Coordinate annotation records:
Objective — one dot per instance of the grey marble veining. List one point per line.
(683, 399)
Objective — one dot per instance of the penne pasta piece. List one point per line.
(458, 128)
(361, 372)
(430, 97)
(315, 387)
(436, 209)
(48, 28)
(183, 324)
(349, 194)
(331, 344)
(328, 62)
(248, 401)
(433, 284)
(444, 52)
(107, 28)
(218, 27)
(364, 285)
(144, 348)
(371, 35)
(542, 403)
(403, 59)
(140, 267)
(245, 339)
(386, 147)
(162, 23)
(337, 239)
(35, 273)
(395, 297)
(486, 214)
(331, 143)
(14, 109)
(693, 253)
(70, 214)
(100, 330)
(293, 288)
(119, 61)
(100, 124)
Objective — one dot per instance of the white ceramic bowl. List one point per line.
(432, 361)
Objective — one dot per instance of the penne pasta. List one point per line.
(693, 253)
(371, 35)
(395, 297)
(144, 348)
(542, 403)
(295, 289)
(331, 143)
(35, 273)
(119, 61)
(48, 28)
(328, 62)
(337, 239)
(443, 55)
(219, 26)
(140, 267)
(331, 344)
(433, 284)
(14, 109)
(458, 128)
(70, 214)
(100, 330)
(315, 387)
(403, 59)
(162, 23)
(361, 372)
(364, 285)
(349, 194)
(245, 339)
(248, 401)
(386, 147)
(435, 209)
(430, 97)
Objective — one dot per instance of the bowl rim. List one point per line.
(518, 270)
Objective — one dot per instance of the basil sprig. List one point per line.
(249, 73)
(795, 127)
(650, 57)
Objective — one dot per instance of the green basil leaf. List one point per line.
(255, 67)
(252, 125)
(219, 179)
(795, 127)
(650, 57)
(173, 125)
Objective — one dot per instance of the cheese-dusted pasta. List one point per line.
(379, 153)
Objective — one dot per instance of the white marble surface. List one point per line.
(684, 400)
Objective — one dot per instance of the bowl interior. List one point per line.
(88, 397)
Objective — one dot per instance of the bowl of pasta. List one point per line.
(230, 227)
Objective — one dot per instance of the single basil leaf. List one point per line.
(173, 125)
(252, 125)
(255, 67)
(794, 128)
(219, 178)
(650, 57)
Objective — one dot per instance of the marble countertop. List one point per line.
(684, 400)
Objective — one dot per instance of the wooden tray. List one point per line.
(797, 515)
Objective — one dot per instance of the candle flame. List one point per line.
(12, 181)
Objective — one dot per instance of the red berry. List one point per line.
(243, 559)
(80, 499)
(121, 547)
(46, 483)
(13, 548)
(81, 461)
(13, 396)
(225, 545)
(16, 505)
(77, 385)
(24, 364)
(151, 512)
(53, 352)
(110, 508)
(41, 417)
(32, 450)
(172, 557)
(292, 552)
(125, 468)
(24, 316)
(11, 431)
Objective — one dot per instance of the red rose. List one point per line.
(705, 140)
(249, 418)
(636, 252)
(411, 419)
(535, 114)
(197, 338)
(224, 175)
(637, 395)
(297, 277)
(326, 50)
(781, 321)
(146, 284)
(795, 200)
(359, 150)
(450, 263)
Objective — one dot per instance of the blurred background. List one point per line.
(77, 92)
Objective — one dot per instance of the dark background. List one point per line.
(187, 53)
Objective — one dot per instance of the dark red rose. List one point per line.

» Set problem
Reproduce all the data word for word.

» Answer to this task
Objective — one dot per instance of the grey marble veining. List one point per line.
(683, 399)
Objective — one dot per instance of the penne pasta piece. List one point per line.
(458, 128)
(361, 372)
(430, 97)
(315, 387)
(436, 209)
(48, 28)
(183, 324)
(349, 194)
(331, 344)
(328, 62)
(248, 401)
(433, 284)
(444, 52)
(107, 28)
(218, 27)
(364, 285)
(144, 348)
(371, 35)
(542, 403)
(403, 59)
(140, 267)
(245, 339)
(386, 147)
(162, 23)
(337, 239)
(35, 273)
(395, 297)
(486, 214)
(331, 143)
(14, 109)
(693, 253)
(70, 214)
(100, 330)
(293, 288)
(119, 61)
(100, 124)
Objective — one dot per instance of the white ceramic bowl. List one point per line.
(432, 361)
Objective — one dot per instance of the penne pasta. List one point per line.
(693, 253)
(371, 35)
(395, 297)
(144, 348)
(542, 403)
(295, 289)
(331, 143)
(35, 273)
(119, 61)
(48, 28)
(328, 62)
(337, 239)
(443, 55)
(219, 26)
(140, 267)
(331, 344)
(433, 284)
(14, 109)
(458, 128)
(70, 214)
(100, 330)
(315, 387)
(403, 59)
(162, 23)
(361, 372)
(364, 285)
(349, 194)
(245, 339)
(248, 401)
(386, 147)
(435, 209)
(430, 97)
Objective — one dot per instance of the bowl rim. List one point per line.
(518, 270)
Objective — one dot per instance of the basil sprig. List one point per line.
(249, 73)
(795, 127)
(650, 57)
Objective — one dot per instance of the green basil leaf. List one point per line.
(255, 67)
(252, 125)
(219, 179)
(795, 127)
(650, 57)
(173, 125)
Objective — one dot per instance of the cheese-dusted pasta. List one point per line.
(379, 153)
Objective — one dot per instance of the white marble surface. List one point per line.
(684, 400)
Objective — one dot per instance of the bowl interior. List one point per line.
(88, 397)
Objective — one dot per instance of the bowl of pasta. List one point per line.
(230, 227)
Objective — one dot per instance of the single basil leaf. List one point per line.
(173, 125)
(252, 125)
(255, 67)
(794, 128)
(219, 178)
(650, 57)
Objective — one dot per instance of the marble countertop. List one point per line.
(684, 400)
Objective — one dot per instance of the wooden tray. List one point per line.
(797, 515)
Objective — one dot per instance of the candle flame. List one point per line.
(12, 181)
Objective — one dot per instance of the red berry. List one point per line.
(243, 559)
(80, 499)
(121, 547)
(46, 483)
(13, 548)
(81, 461)
(13, 396)
(225, 545)
(16, 505)
(77, 385)
(24, 364)
(151, 512)
(53, 352)
(110, 508)
(41, 417)
(32, 450)
(172, 557)
(292, 552)
(125, 468)
(24, 316)
(11, 431)
Objective — one dot per instance of the red rose. List one point per line.
(705, 140)
(249, 418)
(636, 252)
(411, 419)
(535, 114)
(197, 338)
(224, 175)
(637, 395)
(297, 277)
(326, 50)
(781, 321)
(146, 284)
(795, 200)
(359, 150)
(450, 263)
Objective — one dot per instance of the blurred background. List one point per line.
(77, 92)
Objective — one dot per instance of the dark background. List one point per line.
(187, 53)
Objective — one dot per instance of the dark red rose. List one point per line.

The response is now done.